Задания
1. Кем во фрагменте назван Ориу?
2. Воспроизведите без изменений часть фрагмента от слов «Закон тотальности распространяется» до слов «его только частично.».
3. Почему, согласно фрагменту, всякий организм берет в свои руки власть над любой ситуацией? Ответьте в одном–трех предложениях.

Фрагмент

───

Сначала закон тотальности: любое противоречие, противостояние или враждебность между группами внутри организма может приобрести политический характер, если достигнет точки, когда группа или единица воспринимает другую группу, класс или слой как реального врага. Когда внутри организма возникает такая единица, это влечет за собой либо возможность гражданской войны, либо жестокий кризис, делающий организм уязвимым к порче или разрушению извне. Поэтому всякий организм в силу самого своего существования характеризуется тем, что берет в свои руки власть над любой ситуацией. Это не означает, что он тотально планирует жизнь населения — экономическую, социальную, религиозную, образовательную, правовую, техническую, рекреационную. Это означает лишь то, что все эти аспекты подлежат политической детерминации. Некоторые из них нейтральны в одних государствах, но находятся в центре внимания в других. Однако любой организм будет вмешиваться, если его внутренняя группировка попадет в фокус размежевания «друг-враг». Это относится к любым политическим единицам совершенно независимо от того, что написано в их конституциях, если таковые имеются.
Закон тотальности распространяется на индивидов, экзистенциально погружая их в жизнь организма. Политика берет на учет жизнь каждого человека в пределах политической единицы. Самим своим существованием организм требует от всех индивидов, служащих его самоосуществлению, готовности рисковать жизнями. Другие группы могут требовать взносов, периодического присутствия на встречах, выделения времени на общие проекты. Однако стоит им потребовать — в силу непреодолимости органического закона тотальности — от своих членов готовности сложить за группу головы, как они сразу становятся политическими. Французский профессор общественного права Ориу считал критерием политической единицы то, что она поглощает индивида полностью, тогда как неполитические группы задействуют его только частично.

───

Данные
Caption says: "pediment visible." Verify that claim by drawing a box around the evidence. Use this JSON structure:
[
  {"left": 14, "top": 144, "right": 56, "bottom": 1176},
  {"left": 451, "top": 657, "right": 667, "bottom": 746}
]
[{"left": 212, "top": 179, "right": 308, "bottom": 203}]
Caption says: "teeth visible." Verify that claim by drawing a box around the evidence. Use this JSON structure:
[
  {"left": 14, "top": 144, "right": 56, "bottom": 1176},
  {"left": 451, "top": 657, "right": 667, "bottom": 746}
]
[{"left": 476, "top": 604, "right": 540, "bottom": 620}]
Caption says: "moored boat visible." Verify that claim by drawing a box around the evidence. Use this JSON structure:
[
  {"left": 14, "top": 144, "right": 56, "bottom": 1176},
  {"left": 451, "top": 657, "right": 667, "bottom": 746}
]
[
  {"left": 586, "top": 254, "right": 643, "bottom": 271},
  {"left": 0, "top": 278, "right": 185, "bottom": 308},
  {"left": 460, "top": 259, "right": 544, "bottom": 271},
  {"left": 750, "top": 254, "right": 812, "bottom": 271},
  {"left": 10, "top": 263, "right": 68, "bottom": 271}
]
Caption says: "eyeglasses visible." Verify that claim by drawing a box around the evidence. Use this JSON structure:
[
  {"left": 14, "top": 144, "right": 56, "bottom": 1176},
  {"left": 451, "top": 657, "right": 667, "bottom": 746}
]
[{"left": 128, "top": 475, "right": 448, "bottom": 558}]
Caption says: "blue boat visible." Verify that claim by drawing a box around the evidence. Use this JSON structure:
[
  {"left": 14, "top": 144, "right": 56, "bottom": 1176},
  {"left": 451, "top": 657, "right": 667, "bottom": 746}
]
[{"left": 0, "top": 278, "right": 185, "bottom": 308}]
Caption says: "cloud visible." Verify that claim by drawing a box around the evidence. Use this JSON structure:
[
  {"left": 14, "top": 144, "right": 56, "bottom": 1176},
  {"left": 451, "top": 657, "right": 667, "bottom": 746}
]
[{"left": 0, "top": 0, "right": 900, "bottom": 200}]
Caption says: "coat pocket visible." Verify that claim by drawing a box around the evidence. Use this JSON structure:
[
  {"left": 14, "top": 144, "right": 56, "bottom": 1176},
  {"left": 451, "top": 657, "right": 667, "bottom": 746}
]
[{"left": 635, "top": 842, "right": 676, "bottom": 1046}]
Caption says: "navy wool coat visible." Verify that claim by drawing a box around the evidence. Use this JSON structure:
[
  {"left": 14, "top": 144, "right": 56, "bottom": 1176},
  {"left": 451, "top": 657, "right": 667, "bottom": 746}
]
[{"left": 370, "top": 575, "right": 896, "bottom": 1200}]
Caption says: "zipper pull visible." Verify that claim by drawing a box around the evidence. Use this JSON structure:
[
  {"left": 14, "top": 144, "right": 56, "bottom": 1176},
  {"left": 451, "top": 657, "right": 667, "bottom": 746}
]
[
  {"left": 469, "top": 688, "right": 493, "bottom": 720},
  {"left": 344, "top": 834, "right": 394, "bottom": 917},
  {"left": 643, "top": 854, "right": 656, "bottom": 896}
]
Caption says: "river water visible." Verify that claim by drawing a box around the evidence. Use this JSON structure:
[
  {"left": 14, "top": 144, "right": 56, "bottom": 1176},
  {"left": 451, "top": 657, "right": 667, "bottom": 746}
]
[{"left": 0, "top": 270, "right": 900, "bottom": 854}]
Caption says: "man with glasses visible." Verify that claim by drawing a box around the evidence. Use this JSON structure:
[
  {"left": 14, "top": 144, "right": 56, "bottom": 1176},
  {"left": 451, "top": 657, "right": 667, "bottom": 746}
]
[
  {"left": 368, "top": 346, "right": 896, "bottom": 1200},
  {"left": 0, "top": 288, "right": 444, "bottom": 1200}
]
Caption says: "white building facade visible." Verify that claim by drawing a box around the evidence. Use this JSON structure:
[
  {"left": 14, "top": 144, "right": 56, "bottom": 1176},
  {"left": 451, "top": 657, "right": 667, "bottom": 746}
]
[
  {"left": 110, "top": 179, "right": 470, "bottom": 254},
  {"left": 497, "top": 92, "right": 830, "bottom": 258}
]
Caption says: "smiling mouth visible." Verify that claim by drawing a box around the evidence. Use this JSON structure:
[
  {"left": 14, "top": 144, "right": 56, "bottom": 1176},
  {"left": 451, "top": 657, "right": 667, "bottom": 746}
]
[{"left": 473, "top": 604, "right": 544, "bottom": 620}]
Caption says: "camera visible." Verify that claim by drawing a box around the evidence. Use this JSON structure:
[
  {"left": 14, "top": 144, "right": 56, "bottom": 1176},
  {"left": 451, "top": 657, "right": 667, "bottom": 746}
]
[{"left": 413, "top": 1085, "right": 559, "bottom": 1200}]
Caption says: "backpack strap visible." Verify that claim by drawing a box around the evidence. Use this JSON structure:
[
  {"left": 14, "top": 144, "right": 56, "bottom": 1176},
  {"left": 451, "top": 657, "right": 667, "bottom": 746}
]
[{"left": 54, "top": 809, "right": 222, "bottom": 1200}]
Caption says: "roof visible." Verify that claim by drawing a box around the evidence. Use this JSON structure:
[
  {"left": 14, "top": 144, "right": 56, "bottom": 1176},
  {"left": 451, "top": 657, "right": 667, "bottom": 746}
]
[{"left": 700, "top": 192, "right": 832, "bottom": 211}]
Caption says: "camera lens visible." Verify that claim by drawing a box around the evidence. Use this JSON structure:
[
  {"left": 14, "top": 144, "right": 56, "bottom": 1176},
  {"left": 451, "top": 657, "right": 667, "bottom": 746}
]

───

Ответы
1. Французским профессором общественного права.

2.
Закон тотальности распространяется на индивидов, экзистенциально погружая их в жизнь организма. Политика берет на учет жизнь каждого человека в пределах политической единицы. Самим своим существованием организм требует от всех индивидов, служащих его самоосуществлению, готовности рисковать жизнями. Другие группы могут требовать взносов, периодического присутствия на встречах, выделения времени на общие проекты. Однако стоит им потребовать — в силу непреодолимости органического закона тотальности — от своих членов готовности сложить за группу головы, как они сразу становятся политическими. Французский профессор общественного права Ориу считал критерием политической единицы то, что она поглощает индивида полностью, тогда как неполитические группы задействуют его только частично.

3. Любое противоречие между группами внутри организма может приобрести политический характер, если одна группа станет воспринимать другую как реального врага. Появление такой группы влечет за собой возможность гражданской войны или жестокий кризис, который делает организм уязвимым к порче или разрушению извне.